- **作業指示**
1/ IIPC総会・ウェブアーカイビング会議の報告について、次の(a)〜(c)が本文と一致するかを「はい」か「いいえ」で答えよ。判定の決め手となる本文の語句を、それぞれ原文どおり引用すること。(a) 会合はノルウェーのオスロで開かれた。(b) 新しいIIPC協定と戦略計画は2025年4月から施行される。(c) WACは総会と同じ8日に開催された。
2/ IIPC総会・ウェブアーカイビング会議の報告によると、ウェブアーカイビングツールの開発・維持管理が新協定の目標の1つに加えられたのはなぜか。本文が挙げる理由を1〜3文で説明せよ。
3/ IIPC総会・ウェブアーカイビング会議の報告を、最後の文の後から書き継げ。

- **文書抜粋**
***

E2814 – 2025年IIPC総会・ウェブアーカイビング会議<報告>

カレントアウェアネス-E

No.506 2025.07.31

 

 E2814

2025年IIPC総会・ウェブアーカイビング会議<報告>

国立国会図書館関西館電子図書館課・伊藤響(いとうひびき)

 

  国際インターネット保存コンソーシアム(IIPC;CA1893参照)の総会及びウェブアーカイビング会議(WAC;E2724ほか参照)が、2025年4月8日から10日まで、ノルウェーのオスロにあるノルウェー国立図書館で開催された。国立国会図書館(NDL)からは筆者が参加した。本稿では、参加した会合の内容を報告する。

  8日に開催された総会では、運営委員会から、2026年から2031年を期間とするIIPC協定と戦略計画の概要について報告された。ウェブアーカイビングツールの開発・維持管理に関しては、加盟機関からIIPCへの期待が寄せられたことを受け、新協定の目標の1つとして盛り込まれることとなった。これらの文書は、2026年1月から施行予定である。

  9日と10日に開催されたWACでは、約30の発表やパネル、ワークショップが開催された。以下では、筆者が参加したセッション等における発表内容を抜粋して紹介する。

***

- **資料一式**
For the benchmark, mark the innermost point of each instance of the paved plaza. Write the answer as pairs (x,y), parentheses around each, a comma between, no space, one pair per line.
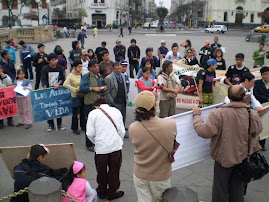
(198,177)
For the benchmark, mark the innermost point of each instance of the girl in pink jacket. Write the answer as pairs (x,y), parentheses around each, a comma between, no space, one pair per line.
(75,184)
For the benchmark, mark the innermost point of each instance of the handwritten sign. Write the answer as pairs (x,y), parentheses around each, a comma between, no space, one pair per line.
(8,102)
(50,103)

***

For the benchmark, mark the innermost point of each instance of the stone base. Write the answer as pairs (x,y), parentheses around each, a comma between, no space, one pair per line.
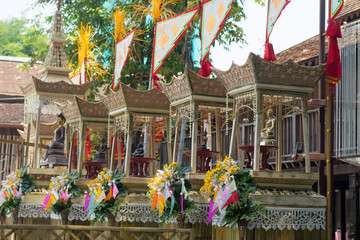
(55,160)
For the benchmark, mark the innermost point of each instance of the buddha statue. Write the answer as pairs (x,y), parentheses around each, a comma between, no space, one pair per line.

***

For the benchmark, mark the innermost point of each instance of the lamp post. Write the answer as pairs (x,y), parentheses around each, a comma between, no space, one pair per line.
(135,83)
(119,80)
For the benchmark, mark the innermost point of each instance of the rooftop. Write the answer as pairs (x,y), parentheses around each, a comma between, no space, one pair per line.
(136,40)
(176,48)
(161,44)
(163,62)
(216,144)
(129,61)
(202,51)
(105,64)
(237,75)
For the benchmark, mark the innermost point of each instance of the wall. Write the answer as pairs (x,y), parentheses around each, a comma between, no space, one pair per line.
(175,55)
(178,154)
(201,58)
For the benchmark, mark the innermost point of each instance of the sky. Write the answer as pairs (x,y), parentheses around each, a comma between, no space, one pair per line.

***

- **各課題の解答**
1/
(a) はい。「ノルウェーのオスロにあるノルウェー国立図書館で開催された」
(b) いいえ。「2026年1月から施行予定である」
(c) いいえ。「9日と10日に開催されたWAC」

2/ ウェブアーカイビングツールの開発・維持管理について、加盟機関からIIPCへの期待が寄せられたためである。これを受けて、2026年から2031年を期間とする新協定の目標の1つとして盛り込まれることになった。

3/
  アドボカシー活動とユーザーエンゲージメントのセッションでは、スロベニアのコンピュータ歴史博物館から、デジタル保存と個人の「忘れられる権利」の尊重のバランスについて問題提起があり、AI時代に適した新たな倫理的枠組みの必要性が述べられた。また、Internet Archiveからは、ウェブサイトが多数消失しているという複数の報道や研究成果を踏まえて(E2747参照)、リンク切れしていたURL群のWayback Machine上における残存率の調査結果について発表があった。消失したとされるウェブサイトのうち、一定数はアーカイブ済みであった。

  SNS収集のセッションでは、オランダ国立公文書館からSNSアーカイブガイドラインの策定プロセスとその概要について、シンガポール国立図書館からはSNS収集に関する戦略について(E2798参照)、またルクセンブルク国立図書館と英国図書館からは、それぞれ選挙時におけるSNSの収集について報告があった。各国における収集手段は多様であり、外部事業者によるハーベスト、権利者自身による出力・納入、動的なウェブサイトの収集に長けたクローラーBrowsertrixの使用といった手法が取られていた。関連して、ライトニングトークセッションでは、SNSを含むウェブアーカイブサービスを提供するArkiwera wcrify社から、SNSプラットフォーマーがアーカイブ促進に向けた支援に消極的であり、さらにSNSの仕様が収集・保存に必ずしも適したものではない点に困難を感じていると報告があった。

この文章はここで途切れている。